- UK 7" by Pye Records

Single by The Bloomfields

from the album Bloomfield
- B-side: "Homing In On The Next Trade Wind"
- Released: 7 January 1972 (UK) September 1972 (US)
- Recorded: 23 July 1970
- Genre: Folk rock, symphonic rock
- Length: 1:55
- Label: Pye (UK) Capitol (US)
- Songwriter(s): Maurice Gibb, Billy Lawrie
- Producer(s): Maurice Gibb

= The Loner (Maurice Gibb song) =

"The Loner" is a song written by Maurice Gibb and Billy Lawrie and originally included on Gibb's The Loner which was not released, although British rock band The Bloomfields covered the song and their version was released internationally, featuring a lead vocal of Billy Lawrie and Maurice Gibb, with Gibb on guitars and bass. They recorded this song for the film Bloomfield, but the film was called The Hero in America. The song starts with a drum fill. Gibb and Lawrie sang together in harmony on the line I'm a loner. On the record, Billy Lawrie was credited as 'B. Laurie'.

==Background==
Gibb announced that he would be writing and performing on Richard Harris' film Bloomfield. The songs that Gibb originally planned for the film, "Danny" and "'Till I Try". But Gibb and Lawrie ended up re-recording "The Loner", a song from 1970 unreleased studio album of the same name by Gibb himself.

==Recording and release==
The Bloomfields recorded a new short version of "The Loner", a song from Gibb's unreleased solo studio album of the same name. It was shortened by cutting out the short instrumental passages, but keeping the two verses and choruses intact. Their version was recorded from 23 July 1970 at the Nova Sound Studios in London. On the same day of sessions, they recorded "Men of Men" and "Ballet of Freedom" (both unreleased).

The song was released in the UK on 7 January 1972, and its B-side was "Homing in On the Next Trade Wind" performed by Heads, Hands & Feet released on Pye Records. In the US, Capitol Records issued a single by Heads, Hands & Feet with two songs they did on the soundtrack Hail the Conquering Hero; its B-side was also the flipside of "The Loner" in the UK. "The Loner" was also released on the film soundtrack of the same name.

-*-

## Written exercise 1
Name every song title in the article on "The Loner" other than "The Loner" itself.

-*-

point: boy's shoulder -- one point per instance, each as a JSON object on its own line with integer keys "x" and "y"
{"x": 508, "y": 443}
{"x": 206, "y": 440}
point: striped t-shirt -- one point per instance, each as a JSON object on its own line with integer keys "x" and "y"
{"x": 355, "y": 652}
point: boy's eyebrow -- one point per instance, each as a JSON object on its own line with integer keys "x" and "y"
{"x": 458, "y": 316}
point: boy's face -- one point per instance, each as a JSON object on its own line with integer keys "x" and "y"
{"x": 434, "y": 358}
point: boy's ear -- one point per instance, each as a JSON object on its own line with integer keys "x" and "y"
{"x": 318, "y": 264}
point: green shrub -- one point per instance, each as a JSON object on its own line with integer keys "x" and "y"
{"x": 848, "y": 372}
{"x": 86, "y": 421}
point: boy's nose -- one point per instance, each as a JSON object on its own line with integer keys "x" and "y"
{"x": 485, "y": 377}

-*-

## Written exercise 2
Collect each line of the listing that contains the string "point", matching case exactly.

## Expected output 1
"Homing In On The Next Trade Wind"
"Danny"
"'Till I Try"
"Men of Men"
"Ballet of Freedom"

## Expected output 2
point: boy's shoulder -- one point per instance, each as a JSON object on its own line with integer keys "x" and "y"
point: striped t-shirt -- one point per instance, each as a JSON object on its own line with integer keys "x" and "y"
point: boy's eyebrow -- one point per instance, each as a JSON object on its own line with integer keys "x" and "y"
point: boy's face -- one point per instance, each as a JSON object on its own line with integer keys "x" and "y"
point: boy's ear -- one point per instance, each as a JSON object on its own line with integer keys "x" and "y"
point: green shrub -- one point per instance, each as a JSON object on its own line with integer keys "x" and "y"
point: boy's nose -- one point per instance, each as a JSON object on its own line with integer keys "x" and "y"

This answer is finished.